**Do this:** Reproduce the listing below with every "bright white sky" changed to "pale gray sky" and everything else left as it is. Leave out the pictures.

**Extracted data:**
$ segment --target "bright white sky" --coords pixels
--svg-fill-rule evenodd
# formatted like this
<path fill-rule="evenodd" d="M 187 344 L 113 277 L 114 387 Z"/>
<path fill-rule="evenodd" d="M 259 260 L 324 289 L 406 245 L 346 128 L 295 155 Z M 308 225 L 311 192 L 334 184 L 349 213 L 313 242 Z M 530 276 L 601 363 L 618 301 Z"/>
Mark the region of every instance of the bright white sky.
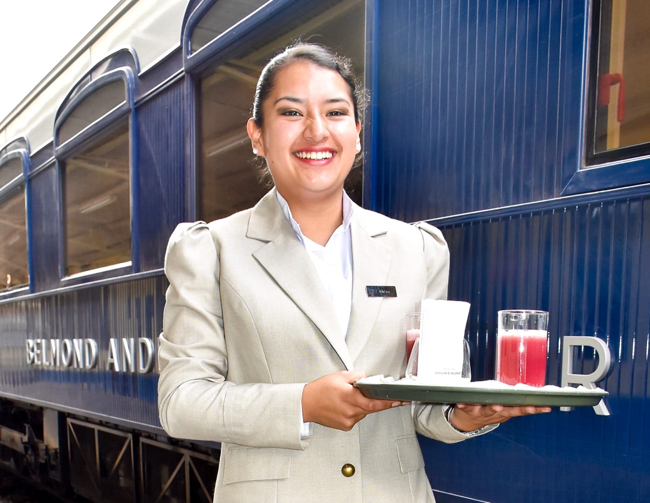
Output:
<path fill-rule="evenodd" d="M 120 0 L 0 0 L 0 120 Z"/>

**Task output:**
$ segment --target "pale gray sky" --coords pixels
--svg-fill-rule evenodd
# formatted like this
<path fill-rule="evenodd" d="M 187 344 L 113 277 L 114 387 Z"/>
<path fill-rule="evenodd" d="M 259 260 L 324 289 L 406 245 L 346 128 L 295 155 Z M 308 225 L 311 192 L 334 184 L 349 213 L 313 242 Z M 530 276 L 601 363 L 618 301 Z"/>
Mark the region of every instance of the pale gray sky.
Output:
<path fill-rule="evenodd" d="M 120 0 L 0 0 L 0 120 Z"/>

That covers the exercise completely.